- _WHAT THIS EXERCISE ASKS_
**1.** In the passage on MIT Sloan's MBA community, how many countries does the entering class come from?
**2.** Give every adjective that the passage on MIT Sloan's MBA community uses to describe its group of MBA students.
**3.** Reproduce the stretch of the passage on MIT Sloan's MBA community from "Building a community" through "outside the classroom.".

- _PASSAGE GIVEN_
□ □ □ □
"Once the core semester is over, you have free rein to build a schedule that helps you build the skills that you find most important."
Building a community
A dynamic, diverse, and motivated group of MBA students is a cornerstone of MIT Sloan’s community and an essential part of the overall MBA experience. It’s a community that has the power to transform you personally and professionally as you learn inside and outside the classroom.
The entering class represents individuals from more than 60 countries, with an array of personal experiences and professional backgrounds. It is our goal that all students emerge from their MBA experience as informed and responsible global citizens — with the vision, drive, and real-world experience to contribute lasting change to a variety of organizations.
□ □ □ □
- _SUPPLIED DATA_

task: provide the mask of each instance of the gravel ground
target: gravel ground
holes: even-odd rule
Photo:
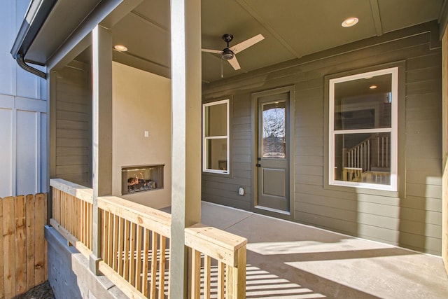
□ □ □ □
- _OUTPUTS IN ORDER_
**1.** More than 60 countries.

**2.** Dynamic, diverse, motivated

**3.**
Building a community
A dynamic, diverse, and motivated group of MBA students is a cornerstone of MIT Sloan’s community and an essential part of the overall MBA experience. It’s a community that has the power to transform you personally and professionally as you learn inside and outside the classroom.